Given data
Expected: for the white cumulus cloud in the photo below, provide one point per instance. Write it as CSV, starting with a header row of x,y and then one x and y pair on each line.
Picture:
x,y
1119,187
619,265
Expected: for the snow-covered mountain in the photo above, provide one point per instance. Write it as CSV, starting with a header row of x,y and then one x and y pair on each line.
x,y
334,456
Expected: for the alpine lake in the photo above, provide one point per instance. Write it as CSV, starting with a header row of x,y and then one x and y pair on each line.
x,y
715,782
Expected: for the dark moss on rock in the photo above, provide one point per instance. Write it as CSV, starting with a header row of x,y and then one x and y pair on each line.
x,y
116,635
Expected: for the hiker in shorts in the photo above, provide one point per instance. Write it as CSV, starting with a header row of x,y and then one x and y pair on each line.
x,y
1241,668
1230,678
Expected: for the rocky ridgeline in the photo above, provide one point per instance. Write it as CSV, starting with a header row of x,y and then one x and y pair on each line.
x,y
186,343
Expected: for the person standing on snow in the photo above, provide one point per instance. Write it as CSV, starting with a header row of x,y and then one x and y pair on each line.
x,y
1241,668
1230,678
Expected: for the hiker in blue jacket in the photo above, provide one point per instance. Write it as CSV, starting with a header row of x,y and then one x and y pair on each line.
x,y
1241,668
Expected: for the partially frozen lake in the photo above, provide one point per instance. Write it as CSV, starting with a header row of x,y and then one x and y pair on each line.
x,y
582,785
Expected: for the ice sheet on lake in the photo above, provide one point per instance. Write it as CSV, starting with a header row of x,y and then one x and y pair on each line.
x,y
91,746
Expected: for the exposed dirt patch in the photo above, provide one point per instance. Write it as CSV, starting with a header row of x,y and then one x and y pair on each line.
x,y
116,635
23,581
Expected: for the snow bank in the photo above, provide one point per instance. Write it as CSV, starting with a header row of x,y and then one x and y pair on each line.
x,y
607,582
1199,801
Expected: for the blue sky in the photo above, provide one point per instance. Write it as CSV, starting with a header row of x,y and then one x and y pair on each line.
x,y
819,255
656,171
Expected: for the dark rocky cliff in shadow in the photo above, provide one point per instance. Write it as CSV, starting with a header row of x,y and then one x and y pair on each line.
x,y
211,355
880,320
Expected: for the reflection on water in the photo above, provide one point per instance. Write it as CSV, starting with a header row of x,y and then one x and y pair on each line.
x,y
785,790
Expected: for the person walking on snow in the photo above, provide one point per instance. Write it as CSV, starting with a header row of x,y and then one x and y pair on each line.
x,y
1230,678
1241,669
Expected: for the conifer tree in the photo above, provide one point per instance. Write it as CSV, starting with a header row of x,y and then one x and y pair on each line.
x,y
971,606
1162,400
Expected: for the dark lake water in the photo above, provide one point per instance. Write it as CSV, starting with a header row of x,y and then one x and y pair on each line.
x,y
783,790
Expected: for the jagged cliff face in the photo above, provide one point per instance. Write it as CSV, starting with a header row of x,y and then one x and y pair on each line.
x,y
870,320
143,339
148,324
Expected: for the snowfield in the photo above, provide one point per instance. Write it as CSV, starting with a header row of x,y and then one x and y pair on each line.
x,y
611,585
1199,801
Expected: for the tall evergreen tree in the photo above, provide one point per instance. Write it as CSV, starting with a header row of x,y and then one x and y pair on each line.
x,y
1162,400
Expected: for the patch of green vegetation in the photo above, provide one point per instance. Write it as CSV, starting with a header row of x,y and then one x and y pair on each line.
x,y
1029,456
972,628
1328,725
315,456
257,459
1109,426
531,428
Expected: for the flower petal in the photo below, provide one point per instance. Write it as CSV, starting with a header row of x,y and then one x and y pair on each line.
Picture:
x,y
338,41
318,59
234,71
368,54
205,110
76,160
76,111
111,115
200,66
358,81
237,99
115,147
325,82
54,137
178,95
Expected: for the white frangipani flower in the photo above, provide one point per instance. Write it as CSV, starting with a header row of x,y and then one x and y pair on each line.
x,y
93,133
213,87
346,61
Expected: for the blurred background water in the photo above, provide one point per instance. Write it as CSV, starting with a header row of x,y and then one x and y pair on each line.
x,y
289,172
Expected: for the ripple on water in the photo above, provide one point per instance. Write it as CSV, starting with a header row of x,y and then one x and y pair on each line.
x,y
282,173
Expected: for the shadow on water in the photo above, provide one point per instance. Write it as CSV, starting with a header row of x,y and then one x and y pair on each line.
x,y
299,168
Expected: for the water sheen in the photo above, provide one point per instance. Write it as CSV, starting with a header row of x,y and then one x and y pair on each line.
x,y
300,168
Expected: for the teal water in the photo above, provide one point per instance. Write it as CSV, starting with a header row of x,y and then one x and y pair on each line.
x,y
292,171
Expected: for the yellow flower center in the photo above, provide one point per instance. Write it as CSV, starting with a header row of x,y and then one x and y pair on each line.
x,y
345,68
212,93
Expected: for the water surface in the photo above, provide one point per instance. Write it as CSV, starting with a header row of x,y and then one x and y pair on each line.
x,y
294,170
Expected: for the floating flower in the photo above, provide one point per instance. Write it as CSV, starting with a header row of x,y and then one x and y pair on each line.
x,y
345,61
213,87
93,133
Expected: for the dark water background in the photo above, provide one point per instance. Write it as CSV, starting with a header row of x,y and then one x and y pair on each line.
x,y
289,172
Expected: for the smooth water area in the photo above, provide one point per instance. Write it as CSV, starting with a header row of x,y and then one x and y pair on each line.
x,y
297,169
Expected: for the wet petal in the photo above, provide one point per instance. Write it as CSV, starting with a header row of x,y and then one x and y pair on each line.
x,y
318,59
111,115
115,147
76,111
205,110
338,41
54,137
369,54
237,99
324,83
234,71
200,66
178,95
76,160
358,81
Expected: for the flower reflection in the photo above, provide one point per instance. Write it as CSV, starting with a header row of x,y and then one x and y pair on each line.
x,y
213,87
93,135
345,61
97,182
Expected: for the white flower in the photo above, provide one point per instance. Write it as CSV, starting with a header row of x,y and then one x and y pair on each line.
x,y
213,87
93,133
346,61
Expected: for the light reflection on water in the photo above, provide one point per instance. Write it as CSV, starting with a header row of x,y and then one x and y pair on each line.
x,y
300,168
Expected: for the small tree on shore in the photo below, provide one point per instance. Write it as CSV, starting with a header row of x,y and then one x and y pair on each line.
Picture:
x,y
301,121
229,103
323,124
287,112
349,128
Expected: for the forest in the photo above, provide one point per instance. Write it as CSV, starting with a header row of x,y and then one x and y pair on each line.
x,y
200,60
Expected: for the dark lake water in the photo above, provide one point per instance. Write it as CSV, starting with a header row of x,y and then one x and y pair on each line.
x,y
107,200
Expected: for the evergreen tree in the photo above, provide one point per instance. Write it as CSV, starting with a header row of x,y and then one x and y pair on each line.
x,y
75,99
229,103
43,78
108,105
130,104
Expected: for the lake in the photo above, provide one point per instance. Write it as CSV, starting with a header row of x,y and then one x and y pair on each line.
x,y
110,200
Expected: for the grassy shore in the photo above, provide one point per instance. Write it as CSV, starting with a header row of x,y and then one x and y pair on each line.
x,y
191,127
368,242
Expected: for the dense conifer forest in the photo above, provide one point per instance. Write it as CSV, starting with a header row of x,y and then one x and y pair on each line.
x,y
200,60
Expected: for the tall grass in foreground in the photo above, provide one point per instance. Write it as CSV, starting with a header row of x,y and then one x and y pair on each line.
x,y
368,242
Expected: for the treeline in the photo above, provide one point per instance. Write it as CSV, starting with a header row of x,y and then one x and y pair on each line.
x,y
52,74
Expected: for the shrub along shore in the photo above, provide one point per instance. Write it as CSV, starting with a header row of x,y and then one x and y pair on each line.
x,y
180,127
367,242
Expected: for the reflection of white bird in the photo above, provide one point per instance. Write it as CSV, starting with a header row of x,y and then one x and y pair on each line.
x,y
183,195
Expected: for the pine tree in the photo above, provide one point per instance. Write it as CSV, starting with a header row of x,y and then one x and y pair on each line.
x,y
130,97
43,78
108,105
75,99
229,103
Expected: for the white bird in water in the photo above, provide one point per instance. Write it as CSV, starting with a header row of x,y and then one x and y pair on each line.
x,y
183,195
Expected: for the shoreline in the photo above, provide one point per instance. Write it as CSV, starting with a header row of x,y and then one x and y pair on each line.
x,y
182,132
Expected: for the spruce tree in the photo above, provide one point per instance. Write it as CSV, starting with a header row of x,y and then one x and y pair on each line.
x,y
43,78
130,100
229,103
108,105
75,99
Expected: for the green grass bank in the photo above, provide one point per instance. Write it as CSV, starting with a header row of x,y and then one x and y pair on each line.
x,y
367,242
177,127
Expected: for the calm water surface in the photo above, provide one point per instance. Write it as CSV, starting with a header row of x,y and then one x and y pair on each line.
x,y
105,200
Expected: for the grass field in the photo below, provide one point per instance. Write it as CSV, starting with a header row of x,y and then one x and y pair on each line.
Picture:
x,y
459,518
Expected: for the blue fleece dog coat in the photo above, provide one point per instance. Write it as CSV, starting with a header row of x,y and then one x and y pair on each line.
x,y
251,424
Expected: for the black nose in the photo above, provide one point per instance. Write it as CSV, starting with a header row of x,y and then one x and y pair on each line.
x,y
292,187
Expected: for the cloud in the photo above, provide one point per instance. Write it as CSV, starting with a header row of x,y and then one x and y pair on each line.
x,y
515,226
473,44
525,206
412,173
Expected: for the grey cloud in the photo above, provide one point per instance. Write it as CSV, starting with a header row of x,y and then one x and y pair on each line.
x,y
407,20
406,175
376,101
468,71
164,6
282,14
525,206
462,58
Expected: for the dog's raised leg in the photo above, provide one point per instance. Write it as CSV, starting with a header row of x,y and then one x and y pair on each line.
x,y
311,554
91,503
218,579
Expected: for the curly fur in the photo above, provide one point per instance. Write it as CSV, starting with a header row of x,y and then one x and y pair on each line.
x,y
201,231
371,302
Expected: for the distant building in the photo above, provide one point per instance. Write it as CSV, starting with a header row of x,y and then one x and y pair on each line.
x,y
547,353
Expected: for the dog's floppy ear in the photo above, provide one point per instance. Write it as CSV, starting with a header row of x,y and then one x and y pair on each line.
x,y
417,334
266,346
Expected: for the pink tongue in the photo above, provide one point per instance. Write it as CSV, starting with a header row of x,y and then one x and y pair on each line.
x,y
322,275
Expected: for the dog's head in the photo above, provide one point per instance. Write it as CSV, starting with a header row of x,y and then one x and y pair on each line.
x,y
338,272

Prompt
Return only the lines running from the line with "Expected: for the curly" to the last line of the records, both included, exactly as written.

Reply to the exercise
Expected: for the curly fur in the photo above, provide one point per instance. Write it as CSV, starting with a header row of x,y and then one x and y pair on each line.
x,y
201,231
371,302
Expected: for the distant building in the photo above, provide one point per instance. Write it as CSV, starting with a header row of x,y and then one x and y pair on each line.
x,y
547,353
Expected: for the dog's floppy ear in the photo above, provide one point per instance. Write it as CSV, starting with a header row of x,y and then one x and y pair on each line.
x,y
417,334
266,346
Expected: for the pink tongue in the photo above, provide one point per instance. Write it as CSV, starting with a header row of x,y and then one x and y pair on each line.
x,y
322,275
Expected: for the dog's head in the photo above, provide one point per instance. Write it as CSV, starting with a header row of x,y and then one x and y pair on each line.
x,y
338,272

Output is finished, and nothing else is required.